_SELEÇÃO_
---+---

|
Texto Anterior | Próximo Texto | Índice
VALE A PENA SABER/LITERATURA
Conto convida à reflexão sobre valores
THAÍS NICOLETI DE CAMARGO
ESPECIAL PARA A FOLHA
No ano do centenário de sua
morte, Machado de Assis, que é
presença constante nos exames
vestibulares, tem tido seu nome relembrado em exposições
e relançamentos de sua impressionante obra.
Conhecido sobretudo por
seus romances "D. Casmurro"
e "Memórias Póstumas de Brás
Cubas", Machado de Assis, na
opinião de boa parte da crítica,
atingiu o ápice de seu poder de
síntese nas narrativas curtas.
Foi nos contos que apurou o
seu estilo inconfundível, marcado pela sucessão de ironias a
serviço de uma visão negativista (ou realista?) do mundo.
Exemplar disso é, entre muitos outros, o "Conto de Escola",
uma verdadeira lição de ética
-ainda que às avessas.
Esse conto pode ser um bom
início para quem ainda não leu
Machado. O ambiente escolar,
muito presente na vida dos estudantes, é palco de grande
parte das experiências da adolescência e do início da juventude. O relacionamento com os
colegas, as regras de convivência, a figura de autoridade, tudo
isso é, de alguma forma, aprendido na escola -ou, pelo menos, espera-se que seja assim.

---+---

_DADOS REGISTRADOS_
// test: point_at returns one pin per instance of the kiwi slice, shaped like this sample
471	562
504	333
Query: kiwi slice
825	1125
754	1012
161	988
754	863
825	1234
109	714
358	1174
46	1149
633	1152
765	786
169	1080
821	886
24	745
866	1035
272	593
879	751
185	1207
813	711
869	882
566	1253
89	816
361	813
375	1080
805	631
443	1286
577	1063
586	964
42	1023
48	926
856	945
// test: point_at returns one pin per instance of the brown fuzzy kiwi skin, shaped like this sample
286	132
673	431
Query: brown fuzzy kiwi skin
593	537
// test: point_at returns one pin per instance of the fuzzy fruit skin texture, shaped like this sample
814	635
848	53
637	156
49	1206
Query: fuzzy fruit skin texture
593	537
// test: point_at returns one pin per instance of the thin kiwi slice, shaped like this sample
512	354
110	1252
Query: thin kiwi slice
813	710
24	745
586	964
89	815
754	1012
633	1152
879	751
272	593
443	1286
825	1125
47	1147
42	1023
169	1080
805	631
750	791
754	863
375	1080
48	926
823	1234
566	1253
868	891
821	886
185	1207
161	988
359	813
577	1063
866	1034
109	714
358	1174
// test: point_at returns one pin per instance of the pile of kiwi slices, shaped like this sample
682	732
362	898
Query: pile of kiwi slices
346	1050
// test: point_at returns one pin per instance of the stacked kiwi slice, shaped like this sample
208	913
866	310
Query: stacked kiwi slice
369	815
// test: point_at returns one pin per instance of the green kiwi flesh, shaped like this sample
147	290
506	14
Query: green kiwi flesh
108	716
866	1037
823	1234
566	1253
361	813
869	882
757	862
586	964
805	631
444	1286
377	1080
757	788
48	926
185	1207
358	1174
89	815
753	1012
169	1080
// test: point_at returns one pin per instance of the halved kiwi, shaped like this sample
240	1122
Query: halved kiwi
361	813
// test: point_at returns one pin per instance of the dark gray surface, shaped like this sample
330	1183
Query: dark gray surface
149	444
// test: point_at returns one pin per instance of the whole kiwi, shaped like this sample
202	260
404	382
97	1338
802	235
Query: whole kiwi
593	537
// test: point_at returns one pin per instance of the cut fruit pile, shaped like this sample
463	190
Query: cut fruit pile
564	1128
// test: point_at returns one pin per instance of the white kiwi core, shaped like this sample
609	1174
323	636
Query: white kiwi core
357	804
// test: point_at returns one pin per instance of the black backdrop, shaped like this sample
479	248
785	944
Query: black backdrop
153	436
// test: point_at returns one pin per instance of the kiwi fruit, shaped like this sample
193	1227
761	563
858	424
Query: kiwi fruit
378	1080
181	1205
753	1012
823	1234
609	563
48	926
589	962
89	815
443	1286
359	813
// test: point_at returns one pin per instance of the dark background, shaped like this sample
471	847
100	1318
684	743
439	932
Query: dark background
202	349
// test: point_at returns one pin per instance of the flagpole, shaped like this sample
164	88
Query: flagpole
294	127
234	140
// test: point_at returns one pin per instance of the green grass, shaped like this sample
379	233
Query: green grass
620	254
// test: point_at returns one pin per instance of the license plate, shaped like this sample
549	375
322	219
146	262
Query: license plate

---+---

_OBJETIVO_
Segundo a seleção sobre Machado de Assis, por que o "Conto de Escola" pode ser um bom início para quem ainda não leu o autor? Responda em uma a três frases.

_EXERCÍCIO RESOLVIDO_
A seleção justifica a indicação pelo ambiente escolar, muito presente na vida dos estudantes e palco de grande parte das experiências da adolescência e do início da juventude. É na escola que se aprendem, de alguma forma, o relacionamento com os colegas, as regras de convivência e a figura de autoridade.